WHAT THE TASK ASKS: Please show every line in the rows below that contains the word "main", copying each line in full.
━━━━━━━━━━━━━━━━━━━━
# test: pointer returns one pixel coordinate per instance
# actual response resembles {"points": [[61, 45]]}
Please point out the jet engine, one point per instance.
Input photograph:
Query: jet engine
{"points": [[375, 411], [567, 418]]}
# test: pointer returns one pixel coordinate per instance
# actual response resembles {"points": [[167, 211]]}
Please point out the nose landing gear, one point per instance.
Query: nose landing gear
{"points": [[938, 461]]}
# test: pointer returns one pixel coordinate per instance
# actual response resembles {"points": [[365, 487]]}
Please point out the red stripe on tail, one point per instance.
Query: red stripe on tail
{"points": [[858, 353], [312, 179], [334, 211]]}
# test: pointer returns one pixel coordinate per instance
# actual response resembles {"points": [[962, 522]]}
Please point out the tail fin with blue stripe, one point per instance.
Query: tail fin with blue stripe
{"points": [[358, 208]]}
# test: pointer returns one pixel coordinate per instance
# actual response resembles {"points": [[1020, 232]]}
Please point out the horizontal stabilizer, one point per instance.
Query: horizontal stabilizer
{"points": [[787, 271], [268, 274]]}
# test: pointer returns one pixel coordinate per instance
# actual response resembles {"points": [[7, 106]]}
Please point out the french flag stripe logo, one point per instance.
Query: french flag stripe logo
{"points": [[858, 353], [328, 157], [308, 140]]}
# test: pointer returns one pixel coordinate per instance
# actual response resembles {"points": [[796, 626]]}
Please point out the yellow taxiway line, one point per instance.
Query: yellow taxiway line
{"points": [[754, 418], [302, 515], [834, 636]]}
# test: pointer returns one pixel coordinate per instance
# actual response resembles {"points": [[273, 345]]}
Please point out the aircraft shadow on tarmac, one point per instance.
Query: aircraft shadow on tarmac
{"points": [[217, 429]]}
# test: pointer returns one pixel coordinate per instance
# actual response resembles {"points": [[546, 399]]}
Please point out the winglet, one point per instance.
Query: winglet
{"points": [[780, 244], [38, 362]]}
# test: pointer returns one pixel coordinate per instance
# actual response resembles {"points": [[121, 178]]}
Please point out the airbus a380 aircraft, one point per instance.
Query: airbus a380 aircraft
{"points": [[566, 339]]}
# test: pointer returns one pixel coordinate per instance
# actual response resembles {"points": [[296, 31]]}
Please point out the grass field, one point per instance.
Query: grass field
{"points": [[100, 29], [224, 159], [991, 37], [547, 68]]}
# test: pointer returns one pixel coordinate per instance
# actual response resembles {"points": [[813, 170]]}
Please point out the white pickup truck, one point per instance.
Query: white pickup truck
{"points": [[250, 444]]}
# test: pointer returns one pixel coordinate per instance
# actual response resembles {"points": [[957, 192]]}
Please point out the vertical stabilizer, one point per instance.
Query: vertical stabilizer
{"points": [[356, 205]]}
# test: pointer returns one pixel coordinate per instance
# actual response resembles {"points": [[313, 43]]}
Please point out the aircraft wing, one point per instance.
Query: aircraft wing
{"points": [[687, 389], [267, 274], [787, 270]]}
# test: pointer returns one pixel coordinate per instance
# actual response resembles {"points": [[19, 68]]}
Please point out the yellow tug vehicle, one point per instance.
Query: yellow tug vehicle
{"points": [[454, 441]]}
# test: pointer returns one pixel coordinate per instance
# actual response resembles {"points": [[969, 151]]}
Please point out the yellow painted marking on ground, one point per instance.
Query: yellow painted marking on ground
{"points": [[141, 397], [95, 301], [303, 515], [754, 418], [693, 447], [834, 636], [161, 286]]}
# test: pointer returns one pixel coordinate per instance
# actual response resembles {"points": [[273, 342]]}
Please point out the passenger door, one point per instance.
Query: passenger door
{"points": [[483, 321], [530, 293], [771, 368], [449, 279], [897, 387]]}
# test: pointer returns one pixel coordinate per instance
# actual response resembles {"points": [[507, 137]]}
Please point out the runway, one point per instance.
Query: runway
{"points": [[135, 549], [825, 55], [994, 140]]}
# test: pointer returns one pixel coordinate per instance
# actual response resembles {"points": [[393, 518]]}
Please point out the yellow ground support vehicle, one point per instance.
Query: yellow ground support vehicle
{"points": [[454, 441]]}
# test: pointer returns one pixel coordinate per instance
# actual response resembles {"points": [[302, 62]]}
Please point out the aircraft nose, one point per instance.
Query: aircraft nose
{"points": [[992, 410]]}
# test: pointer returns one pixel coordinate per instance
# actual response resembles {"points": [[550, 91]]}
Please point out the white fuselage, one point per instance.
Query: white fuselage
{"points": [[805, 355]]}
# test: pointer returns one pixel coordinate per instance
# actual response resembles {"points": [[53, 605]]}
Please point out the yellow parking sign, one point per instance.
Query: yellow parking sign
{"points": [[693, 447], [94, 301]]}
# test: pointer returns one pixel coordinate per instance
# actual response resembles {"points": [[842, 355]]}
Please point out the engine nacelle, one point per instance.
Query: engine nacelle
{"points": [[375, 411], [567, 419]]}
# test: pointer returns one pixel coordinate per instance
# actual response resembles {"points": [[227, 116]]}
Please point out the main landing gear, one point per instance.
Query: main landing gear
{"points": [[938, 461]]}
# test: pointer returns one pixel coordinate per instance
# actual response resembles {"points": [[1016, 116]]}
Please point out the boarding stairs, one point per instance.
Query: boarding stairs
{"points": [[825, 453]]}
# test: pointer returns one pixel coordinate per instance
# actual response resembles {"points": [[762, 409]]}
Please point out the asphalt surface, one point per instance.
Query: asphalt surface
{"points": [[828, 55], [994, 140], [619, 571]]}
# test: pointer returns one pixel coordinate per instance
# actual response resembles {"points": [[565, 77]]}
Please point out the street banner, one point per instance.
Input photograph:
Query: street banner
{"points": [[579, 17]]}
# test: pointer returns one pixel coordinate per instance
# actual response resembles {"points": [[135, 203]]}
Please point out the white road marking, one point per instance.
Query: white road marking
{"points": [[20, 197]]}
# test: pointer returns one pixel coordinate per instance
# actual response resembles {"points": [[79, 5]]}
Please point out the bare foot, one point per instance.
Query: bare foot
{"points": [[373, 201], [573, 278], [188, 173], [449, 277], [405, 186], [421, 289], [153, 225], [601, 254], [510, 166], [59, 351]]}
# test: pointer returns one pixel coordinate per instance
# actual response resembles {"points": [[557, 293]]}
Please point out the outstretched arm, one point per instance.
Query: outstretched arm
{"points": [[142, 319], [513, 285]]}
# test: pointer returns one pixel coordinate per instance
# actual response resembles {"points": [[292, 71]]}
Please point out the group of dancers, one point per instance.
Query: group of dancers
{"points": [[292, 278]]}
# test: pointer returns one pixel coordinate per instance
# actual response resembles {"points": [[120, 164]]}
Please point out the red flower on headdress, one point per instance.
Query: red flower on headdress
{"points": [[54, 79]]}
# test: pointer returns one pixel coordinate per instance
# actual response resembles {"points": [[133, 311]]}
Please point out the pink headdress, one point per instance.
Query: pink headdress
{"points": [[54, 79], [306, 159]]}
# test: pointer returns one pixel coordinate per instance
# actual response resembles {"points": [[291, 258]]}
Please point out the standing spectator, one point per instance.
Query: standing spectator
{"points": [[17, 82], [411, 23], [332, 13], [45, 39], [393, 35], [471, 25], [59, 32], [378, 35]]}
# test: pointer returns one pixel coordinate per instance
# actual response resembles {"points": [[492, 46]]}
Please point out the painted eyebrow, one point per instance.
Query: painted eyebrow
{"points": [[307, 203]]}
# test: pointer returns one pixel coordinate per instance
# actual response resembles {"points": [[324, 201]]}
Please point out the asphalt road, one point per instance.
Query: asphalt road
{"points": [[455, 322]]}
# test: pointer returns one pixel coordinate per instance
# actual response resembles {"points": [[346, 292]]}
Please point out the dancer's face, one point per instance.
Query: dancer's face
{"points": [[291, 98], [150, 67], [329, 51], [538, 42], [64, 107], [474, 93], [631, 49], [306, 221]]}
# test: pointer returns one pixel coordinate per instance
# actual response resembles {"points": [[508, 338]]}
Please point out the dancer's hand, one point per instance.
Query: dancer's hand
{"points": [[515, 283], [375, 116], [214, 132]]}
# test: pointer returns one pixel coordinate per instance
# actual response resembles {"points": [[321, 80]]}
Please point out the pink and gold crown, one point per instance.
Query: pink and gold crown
━━━━━━━━━━━━━━━━━━━━
EXERCISE RESPONSE:
Please point out the main landing gear, one point per instance.
Query: main landing gear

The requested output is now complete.